Problema proposto 1:
Reproduz sem alterações as linhas dos registos, começando pela linha que contém "If you could drop a marker on the van rear door" e seguindo até ao fim dos registos, com ambas as extremidades incluídas. Deixa as imagens fora da resposta.
++++ Documento ++++
A Madre Teresa da Anunciada nasceu e foi baptizada na paróquia
de S. Pedro da Ribeira Seca, concelho da Ribeira Grande, aos 25
de Novembro de 1658, tendo ingressado no Convento da Esperança
em Novembro de 1681, e aqui falecendo (com fama de santidade)
aos 16 de Maio de 1738.
Tão intensa é a devoção
local por esta milagrosa imagem que o saudoso Dr. Luís
Bernardo Leite de Ataíde (1883-1955) não hesitou
em escrever: "O povo micaelense, mesmo quando emigra, lançando-se
na vida tumultuosa e agitada das grandes cidades americanas, não
esquece o Santo Cristo, fazendo-se acompanhar do respectivo registo."
(Etnografia, Arte & Vida Antiga dos Açores,
Volume I, Página 128, Edição 1973).
Confesso conhecer uma grande variedade de registos; porém,
há um em particular que me traz intrigado ainda hoje e
cuja origem ando a investigar anos sem conta...e sem "pisca"
de sucesso! Trata-se dum antigo registo que se encontra em exposição
numa das prateleiras do museu histórico da Missão
de Carmel (século 18), nas imediações de
Monterey desta Califorlândia onde resido há mais
de quatro dezenas d' anos.
Vou transcrever apenas as informações até
aqui recolhidas, oferecendo-as à consideração
dos meus estimados leitores num humilde gesto de entreajuda...
Cristiano Leonardo Machado, natural de Ponta Delgada onde nasceu
em 1838, embarcou p'ros Estados Unidos em 1855 juntamente com
o irmão António, tendo desembarcado em Boston donde
transitaram p'ra Califorlândia em data que desconheço.
Sei, no entanto, que em 1867 ambos se encontravam a trabalhar
p'ra "Carmelo Whaling Company" com baleeiros açorianos,
estacionados na área de Point Lobos, a curta distância
da Missão de Carmel que, embora algo arruinada, era esporadicamente
visitada pelo Padre Ângelo Delfino Casanova, (pároco
em Monterey), que ali se deslocava a fim de celebrar Missa e assistir
à pequena comunidade de Carmelo.
A companhia baleeira de Carmelo funcionou de 1862 a 1879, mas
em Monterey existiam outras companhias de baleeiros portugueses,
uma das quais funcionou desde 1855 até 1900. O certo é
que, entrementes, Cristiano Leonardo Machado teria ido a S. Miguel
em 1865, casando-se com Maria José Sousa de Ramos na igreja
de S. Pedro de Ponta delgada, e regressando a Carmel, onde nasceram
as suas 14 crianças, ainda que tão somente 10 atingiram
a maioridade, (seis raparigas e quatro rapazes).
++++ Material ++++
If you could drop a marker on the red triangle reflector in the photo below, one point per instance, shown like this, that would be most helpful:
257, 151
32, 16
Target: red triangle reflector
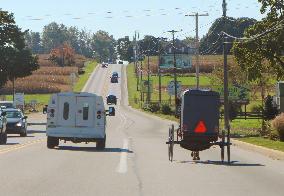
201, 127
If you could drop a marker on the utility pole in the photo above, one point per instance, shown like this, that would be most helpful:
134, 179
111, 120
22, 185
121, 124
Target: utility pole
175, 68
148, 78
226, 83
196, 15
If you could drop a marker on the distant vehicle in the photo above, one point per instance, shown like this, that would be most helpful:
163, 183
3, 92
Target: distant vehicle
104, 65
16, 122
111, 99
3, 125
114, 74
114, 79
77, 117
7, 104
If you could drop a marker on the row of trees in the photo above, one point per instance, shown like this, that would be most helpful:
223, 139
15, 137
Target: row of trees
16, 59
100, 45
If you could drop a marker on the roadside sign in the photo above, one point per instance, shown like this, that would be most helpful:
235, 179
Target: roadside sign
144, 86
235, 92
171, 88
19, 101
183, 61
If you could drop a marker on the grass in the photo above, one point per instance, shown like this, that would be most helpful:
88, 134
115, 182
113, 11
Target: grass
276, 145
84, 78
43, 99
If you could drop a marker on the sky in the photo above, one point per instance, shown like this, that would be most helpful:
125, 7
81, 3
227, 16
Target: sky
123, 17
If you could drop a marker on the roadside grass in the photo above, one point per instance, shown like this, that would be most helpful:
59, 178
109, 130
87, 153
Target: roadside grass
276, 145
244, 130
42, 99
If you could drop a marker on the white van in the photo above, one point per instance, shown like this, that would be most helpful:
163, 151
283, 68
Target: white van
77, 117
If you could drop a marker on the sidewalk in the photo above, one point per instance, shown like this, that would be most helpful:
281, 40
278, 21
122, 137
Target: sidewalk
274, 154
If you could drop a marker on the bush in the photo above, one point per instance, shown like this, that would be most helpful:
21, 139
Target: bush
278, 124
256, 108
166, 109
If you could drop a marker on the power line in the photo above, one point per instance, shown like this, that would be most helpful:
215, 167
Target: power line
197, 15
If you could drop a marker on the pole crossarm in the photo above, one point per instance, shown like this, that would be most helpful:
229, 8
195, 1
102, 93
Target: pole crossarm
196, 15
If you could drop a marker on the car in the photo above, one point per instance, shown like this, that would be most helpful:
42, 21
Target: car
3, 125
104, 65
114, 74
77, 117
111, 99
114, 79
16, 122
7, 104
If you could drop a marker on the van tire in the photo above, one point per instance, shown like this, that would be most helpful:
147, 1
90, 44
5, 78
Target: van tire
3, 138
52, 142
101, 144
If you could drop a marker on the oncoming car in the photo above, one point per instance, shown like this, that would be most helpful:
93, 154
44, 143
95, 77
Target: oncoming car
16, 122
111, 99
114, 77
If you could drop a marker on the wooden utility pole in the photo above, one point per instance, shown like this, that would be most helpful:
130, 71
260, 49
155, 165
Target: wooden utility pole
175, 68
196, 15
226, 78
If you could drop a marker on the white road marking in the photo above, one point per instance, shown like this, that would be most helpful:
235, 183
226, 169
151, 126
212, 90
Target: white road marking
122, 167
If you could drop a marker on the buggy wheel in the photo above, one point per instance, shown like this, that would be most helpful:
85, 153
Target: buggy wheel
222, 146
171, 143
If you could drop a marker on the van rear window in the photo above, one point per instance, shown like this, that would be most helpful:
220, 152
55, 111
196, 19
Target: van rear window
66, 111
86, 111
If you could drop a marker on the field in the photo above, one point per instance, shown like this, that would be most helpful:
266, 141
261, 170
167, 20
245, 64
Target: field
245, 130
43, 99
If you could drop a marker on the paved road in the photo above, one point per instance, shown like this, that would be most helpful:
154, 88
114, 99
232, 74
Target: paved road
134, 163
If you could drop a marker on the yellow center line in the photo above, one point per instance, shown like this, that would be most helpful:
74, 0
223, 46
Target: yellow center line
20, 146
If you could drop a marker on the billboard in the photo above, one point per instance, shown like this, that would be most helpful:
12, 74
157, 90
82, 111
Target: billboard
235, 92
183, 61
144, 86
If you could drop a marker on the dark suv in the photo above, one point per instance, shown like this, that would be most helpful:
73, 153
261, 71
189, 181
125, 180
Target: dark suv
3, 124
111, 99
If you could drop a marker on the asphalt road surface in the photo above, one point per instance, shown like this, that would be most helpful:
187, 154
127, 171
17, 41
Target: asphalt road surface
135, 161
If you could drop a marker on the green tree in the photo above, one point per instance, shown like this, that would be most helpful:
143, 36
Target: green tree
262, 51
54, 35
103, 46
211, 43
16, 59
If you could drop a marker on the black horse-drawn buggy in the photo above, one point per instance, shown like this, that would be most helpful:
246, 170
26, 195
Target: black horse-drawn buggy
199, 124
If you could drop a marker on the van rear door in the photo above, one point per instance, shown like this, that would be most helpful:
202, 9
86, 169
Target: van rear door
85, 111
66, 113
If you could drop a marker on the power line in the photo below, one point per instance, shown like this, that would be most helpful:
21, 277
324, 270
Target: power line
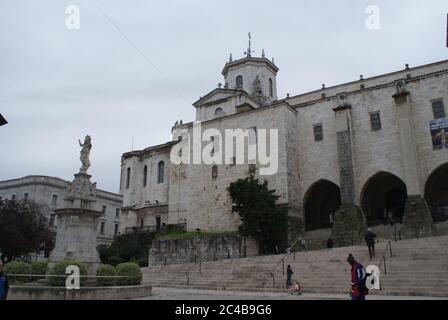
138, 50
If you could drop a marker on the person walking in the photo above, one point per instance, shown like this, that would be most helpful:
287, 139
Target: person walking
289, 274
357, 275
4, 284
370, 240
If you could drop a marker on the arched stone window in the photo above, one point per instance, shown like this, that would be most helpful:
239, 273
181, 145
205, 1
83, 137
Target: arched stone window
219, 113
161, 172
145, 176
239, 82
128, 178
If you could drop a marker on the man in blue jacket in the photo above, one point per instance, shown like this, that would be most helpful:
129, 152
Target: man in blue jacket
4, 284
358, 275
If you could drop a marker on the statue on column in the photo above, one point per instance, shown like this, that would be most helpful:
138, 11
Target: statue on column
++++
Problema proposto 2:
Com base no documento, responde, em linhas separadas:
(a) Em que mês e ano ingressou a Madre Teresa da Anunciada no Convento da Esperança?
(b) Entre que anos funcionou a companhia baleeira de Carmelo?
(c) Quantos dos filhos de Cristiano Leonardo Machado atingiram a maioridade?

Resultado 1:
If you could drop a marker on the van rear door in the photo above, one point per instance, shown like this, that would be most helpful:
202, 9
86, 169
Target: van rear door
85, 111
66, 113
If you could drop a marker on the power line in the photo below, one point per instance, shown like this, that would be most helpful:
21, 277
324, 270
Target: power line
138, 50
If you could drop a marker on the person walking in the photo above, one point per instance, shown like this, that would be most helpful:
287, 139
Target: person walking
289, 274
357, 275
4, 284
370, 240
If you could drop a marker on the arched stone window in the photo above, one point per instance, shown like this, that would be most helpful:
239, 273
181, 145
205, 1
83, 137
Target: arched stone window
219, 113
161, 172
145, 176
239, 82
128, 178
If you could drop a marker on the man in blue jacket in the photo above, one point per instance, shown like this, that would be most helpful:
129, 152
Target: man in blue jacket
4, 284
358, 275
If you could drop a marker on the statue on column in the photo above, one point per instance, shown like this, that would be most helpful:
138, 11
Target: statue on column

Resultado 2:
(a) Em novembro de 1681.
(b) De 1862 a 1879.
(c) Dez: seis raparigas e quatro rapazes.